#### YOUR INSTRUCTIONS
Count the lines in the records below that contain the string "potato". Give only the number.

Image entries for named regions:
========================================================================
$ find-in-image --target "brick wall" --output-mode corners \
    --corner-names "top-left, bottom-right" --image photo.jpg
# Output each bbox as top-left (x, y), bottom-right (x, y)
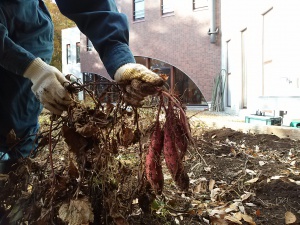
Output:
top-left (81, 0), bottom-right (221, 101)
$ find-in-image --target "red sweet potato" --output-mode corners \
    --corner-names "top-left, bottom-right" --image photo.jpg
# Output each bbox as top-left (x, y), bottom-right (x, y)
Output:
top-left (145, 123), bottom-right (164, 195)
top-left (163, 104), bottom-right (189, 191)
top-left (174, 118), bottom-right (188, 159)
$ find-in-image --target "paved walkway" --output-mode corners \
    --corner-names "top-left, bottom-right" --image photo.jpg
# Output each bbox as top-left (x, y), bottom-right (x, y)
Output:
top-left (187, 110), bottom-right (300, 140)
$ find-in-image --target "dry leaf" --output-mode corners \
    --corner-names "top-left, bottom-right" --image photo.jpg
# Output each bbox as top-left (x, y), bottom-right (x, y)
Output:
top-left (245, 177), bottom-right (258, 184)
top-left (285, 211), bottom-right (297, 224)
top-left (241, 192), bottom-right (256, 201)
top-left (224, 215), bottom-right (242, 224)
top-left (242, 214), bottom-right (256, 225)
top-left (58, 199), bottom-right (94, 225)
top-left (208, 179), bottom-right (216, 191)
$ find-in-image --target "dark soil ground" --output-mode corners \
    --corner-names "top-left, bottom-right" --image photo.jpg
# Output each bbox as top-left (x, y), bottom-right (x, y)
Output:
top-left (127, 113), bottom-right (300, 225)
top-left (0, 111), bottom-right (300, 225)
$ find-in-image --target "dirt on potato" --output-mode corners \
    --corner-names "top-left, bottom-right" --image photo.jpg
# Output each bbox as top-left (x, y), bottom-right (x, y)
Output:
top-left (0, 108), bottom-right (300, 225)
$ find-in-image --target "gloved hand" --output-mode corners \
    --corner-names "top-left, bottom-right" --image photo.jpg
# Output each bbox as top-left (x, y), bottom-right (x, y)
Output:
top-left (114, 63), bottom-right (164, 106)
top-left (23, 58), bottom-right (72, 115)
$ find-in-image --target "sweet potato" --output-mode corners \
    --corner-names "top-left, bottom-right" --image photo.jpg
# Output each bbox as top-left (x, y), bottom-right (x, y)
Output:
top-left (145, 122), bottom-right (164, 195)
top-left (163, 104), bottom-right (189, 191)
top-left (174, 118), bottom-right (188, 159)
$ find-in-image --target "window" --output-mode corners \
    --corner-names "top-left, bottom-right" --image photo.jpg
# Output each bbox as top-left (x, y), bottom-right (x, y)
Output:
top-left (161, 0), bottom-right (174, 15)
top-left (193, 0), bottom-right (208, 10)
top-left (86, 38), bottom-right (93, 52)
top-left (226, 40), bottom-right (233, 107)
top-left (262, 9), bottom-right (275, 95)
top-left (133, 0), bottom-right (145, 21)
top-left (66, 44), bottom-right (71, 64)
top-left (76, 42), bottom-right (80, 63)
top-left (241, 29), bottom-right (248, 109)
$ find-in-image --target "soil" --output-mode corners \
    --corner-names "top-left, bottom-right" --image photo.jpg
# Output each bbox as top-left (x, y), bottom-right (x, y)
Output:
top-left (0, 110), bottom-right (300, 225)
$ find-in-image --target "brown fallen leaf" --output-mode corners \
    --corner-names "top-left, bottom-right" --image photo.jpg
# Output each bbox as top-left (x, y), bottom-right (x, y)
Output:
top-left (285, 211), bottom-right (297, 224)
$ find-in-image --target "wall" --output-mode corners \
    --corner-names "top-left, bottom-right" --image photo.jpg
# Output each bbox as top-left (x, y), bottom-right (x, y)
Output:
top-left (221, 0), bottom-right (300, 123)
top-left (81, 0), bottom-right (221, 101)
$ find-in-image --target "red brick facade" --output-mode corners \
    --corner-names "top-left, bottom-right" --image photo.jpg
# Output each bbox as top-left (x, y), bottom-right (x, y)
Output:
top-left (81, 0), bottom-right (221, 101)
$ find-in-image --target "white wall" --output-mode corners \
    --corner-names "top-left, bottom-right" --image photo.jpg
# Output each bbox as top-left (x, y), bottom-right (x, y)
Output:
top-left (61, 27), bottom-right (83, 100)
top-left (221, 0), bottom-right (300, 124)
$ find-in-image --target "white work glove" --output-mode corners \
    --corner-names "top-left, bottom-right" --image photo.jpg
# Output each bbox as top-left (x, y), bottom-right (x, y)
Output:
top-left (114, 63), bottom-right (164, 106)
top-left (23, 58), bottom-right (71, 115)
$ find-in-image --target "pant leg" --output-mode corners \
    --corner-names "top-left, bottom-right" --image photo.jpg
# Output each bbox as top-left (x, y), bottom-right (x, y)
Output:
top-left (0, 69), bottom-right (42, 160)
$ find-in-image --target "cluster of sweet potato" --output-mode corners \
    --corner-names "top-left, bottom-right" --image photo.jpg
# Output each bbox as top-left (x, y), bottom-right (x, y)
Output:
top-left (145, 100), bottom-right (190, 194)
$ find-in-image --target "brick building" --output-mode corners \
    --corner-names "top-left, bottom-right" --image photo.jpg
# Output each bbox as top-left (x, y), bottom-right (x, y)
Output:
top-left (63, 0), bottom-right (300, 125)
top-left (221, 0), bottom-right (300, 125)
top-left (81, 0), bottom-right (221, 105)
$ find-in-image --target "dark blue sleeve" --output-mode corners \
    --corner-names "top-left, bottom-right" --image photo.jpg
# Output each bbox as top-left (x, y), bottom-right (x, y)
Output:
top-left (56, 0), bottom-right (135, 78)
top-left (0, 10), bottom-right (36, 75)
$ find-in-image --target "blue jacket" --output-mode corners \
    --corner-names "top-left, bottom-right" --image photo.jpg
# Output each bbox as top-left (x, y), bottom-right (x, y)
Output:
top-left (0, 0), bottom-right (135, 156)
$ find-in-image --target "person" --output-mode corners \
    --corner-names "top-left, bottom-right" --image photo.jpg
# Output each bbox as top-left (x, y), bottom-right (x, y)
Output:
top-left (0, 0), bottom-right (163, 173)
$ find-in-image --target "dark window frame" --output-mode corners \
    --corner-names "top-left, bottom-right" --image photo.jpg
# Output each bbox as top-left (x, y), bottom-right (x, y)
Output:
top-left (86, 37), bottom-right (94, 52)
top-left (66, 44), bottom-right (71, 64)
top-left (133, 0), bottom-right (145, 21)
top-left (160, 0), bottom-right (175, 16)
top-left (193, 0), bottom-right (208, 10)
top-left (76, 42), bottom-right (80, 63)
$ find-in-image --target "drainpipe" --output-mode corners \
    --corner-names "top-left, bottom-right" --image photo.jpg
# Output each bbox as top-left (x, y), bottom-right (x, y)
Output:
top-left (208, 0), bottom-right (219, 43)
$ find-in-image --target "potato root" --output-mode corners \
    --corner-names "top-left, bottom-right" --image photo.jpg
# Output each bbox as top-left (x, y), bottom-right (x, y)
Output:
top-left (145, 122), bottom-right (164, 195)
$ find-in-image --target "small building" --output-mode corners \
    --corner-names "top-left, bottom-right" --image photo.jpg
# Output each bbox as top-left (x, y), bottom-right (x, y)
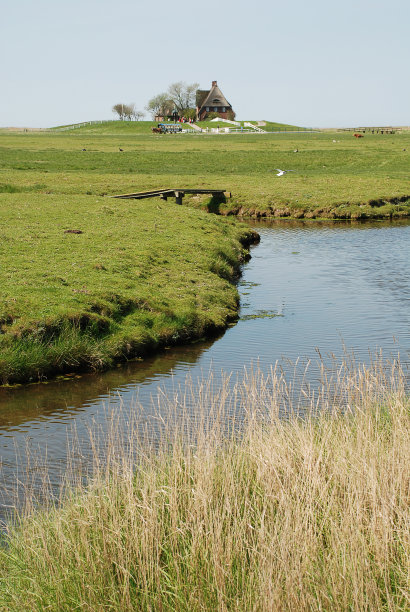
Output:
top-left (196, 81), bottom-right (235, 121)
top-left (154, 100), bottom-right (179, 123)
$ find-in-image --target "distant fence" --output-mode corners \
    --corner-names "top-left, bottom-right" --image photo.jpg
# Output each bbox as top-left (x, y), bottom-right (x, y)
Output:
top-left (48, 119), bottom-right (318, 134)
top-left (338, 126), bottom-right (401, 134)
top-left (49, 119), bottom-right (117, 132)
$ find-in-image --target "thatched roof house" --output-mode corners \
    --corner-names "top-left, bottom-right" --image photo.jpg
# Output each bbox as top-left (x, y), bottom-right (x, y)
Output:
top-left (196, 81), bottom-right (235, 121)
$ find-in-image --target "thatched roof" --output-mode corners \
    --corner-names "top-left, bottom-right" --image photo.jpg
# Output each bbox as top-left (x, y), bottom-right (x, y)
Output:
top-left (196, 81), bottom-right (231, 108)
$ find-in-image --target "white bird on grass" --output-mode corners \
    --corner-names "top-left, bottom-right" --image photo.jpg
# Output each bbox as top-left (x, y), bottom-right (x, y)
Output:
top-left (275, 168), bottom-right (295, 176)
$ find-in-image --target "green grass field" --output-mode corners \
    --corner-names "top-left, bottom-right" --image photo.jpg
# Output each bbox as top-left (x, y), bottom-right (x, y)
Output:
top-left (0, 122), bottom-right (410, 383)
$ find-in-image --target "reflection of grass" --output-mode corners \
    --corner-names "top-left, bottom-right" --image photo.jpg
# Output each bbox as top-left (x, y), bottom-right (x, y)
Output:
top-left (0, 360), bottom-right (409, 612)
top-left (0, 193), bottom-right (251, 383)
top-left (240, 310), bottom-right (285, 321)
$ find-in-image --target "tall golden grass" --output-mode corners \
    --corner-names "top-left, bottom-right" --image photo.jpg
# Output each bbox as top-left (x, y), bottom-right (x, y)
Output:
top-left (0, 364), bottom-right (410, 612)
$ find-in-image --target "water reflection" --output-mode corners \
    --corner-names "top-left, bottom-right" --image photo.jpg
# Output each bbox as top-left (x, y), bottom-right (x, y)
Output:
top-left (0, 220), bottom-right (410, 516)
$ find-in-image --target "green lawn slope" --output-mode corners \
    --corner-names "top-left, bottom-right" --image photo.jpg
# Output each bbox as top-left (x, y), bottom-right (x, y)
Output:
top-left (0, 122), bottom-right (410, 383)
top-left (0, 191), bottom-right (252, 384)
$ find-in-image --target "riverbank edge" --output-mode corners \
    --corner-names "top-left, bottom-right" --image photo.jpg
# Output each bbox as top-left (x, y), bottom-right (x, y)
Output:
top-left (0, 370), bottom-right (409, 611)
top-left (195, 194), bottom-right (410, 221)
top-left (0, 227), bottom-right (260, 389)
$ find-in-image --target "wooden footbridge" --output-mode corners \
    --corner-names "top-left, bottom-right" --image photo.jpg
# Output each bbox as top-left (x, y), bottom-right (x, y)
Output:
top-left (111, 189), bottom-right (231, 204)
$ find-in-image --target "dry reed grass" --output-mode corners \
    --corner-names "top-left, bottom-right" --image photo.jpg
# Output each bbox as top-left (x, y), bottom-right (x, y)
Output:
top-left (0, 363), bottom-right (410, 612)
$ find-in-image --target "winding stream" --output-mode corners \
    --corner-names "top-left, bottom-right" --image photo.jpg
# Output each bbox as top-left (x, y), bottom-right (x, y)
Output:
top-left (0, 220), bottom-right (410, 513)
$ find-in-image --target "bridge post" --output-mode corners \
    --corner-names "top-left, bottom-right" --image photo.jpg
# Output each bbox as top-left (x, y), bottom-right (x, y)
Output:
top-left (175, 191), bottom-right (185, 204)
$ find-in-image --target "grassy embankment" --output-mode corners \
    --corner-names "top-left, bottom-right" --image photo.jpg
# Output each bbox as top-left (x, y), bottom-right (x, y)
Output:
top-left (0, 369), bottom-right (410, 612)
top-left (0, 122), bottom-right (410, 383)
top-left (0, 192), bottom-right (252, 384)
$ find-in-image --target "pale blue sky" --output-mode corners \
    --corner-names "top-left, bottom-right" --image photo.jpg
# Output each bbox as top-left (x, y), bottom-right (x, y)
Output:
top-left (0, 0), bottom-right (410, 127)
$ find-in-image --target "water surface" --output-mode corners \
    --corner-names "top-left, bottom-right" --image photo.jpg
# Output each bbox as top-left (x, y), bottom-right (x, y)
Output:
top-left (0, 221), bottom-right (410, 507)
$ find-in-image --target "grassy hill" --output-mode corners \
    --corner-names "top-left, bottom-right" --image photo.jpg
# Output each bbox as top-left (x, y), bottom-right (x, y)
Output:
top-left (50, 120), bottom-right (305, 134)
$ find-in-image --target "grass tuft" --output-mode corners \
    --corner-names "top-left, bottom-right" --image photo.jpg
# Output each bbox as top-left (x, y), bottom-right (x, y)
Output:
top-left (0, 366), bottom-right (410, 612)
========================================================================
#### TASK OUTPUT
5